### Task to complete
Swap "tree trunk" for "lamp post" in the data below and write every line out again with nothing else altered.

== == ==

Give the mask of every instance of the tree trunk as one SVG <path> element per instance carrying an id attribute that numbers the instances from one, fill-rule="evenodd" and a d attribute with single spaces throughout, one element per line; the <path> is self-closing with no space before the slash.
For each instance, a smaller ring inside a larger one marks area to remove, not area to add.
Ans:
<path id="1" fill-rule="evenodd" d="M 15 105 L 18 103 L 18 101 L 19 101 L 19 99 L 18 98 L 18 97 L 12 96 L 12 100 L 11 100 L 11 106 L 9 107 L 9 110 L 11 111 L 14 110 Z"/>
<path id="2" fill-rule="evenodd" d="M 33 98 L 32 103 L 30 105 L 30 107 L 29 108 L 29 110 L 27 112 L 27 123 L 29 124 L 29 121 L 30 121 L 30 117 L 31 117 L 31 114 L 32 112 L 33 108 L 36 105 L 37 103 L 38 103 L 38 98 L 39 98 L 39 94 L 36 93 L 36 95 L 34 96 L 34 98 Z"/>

== == ==

### Response
Give the mask of every instance of the lamp post as one SVG <path> element per instance carrying an id attribute that numbers the instances from one, fill-rule="evenodd" and a d attribute with single spaces throughout, one element per line; the <path> is self-closing with no space before the slash.
For each instance, a smaller ring inside a larger one marks area to remove, not area to add.
Ans:
<path id="1" fill-rule="evenodd" d="M 15 105 L 18 103 L 18 101 L 19 101 L 19 99 L 18 98 L 18 97 L 12 96 L 12 100 L 11 100 L 11 106 L 9 107 L 9 110 L 11 111 L 14 110 Z"/>
<path id="2" fill-rule="evenodd" d="M 33 98 L 32 103 L 30 105 L 30 107 L 29 108 L 29 110 L 27 112 L 27 123 L 29 124 L 29 121 L 30 121 L 30 117 L 31 117 L 31 114 L 32 112 L 33 108 L 36 105 L 37 103 L 38 103 L 38 98 L 39 98 L 39 94 L 36 93 L 36 95 L 34 96 L 34 98 Z"/>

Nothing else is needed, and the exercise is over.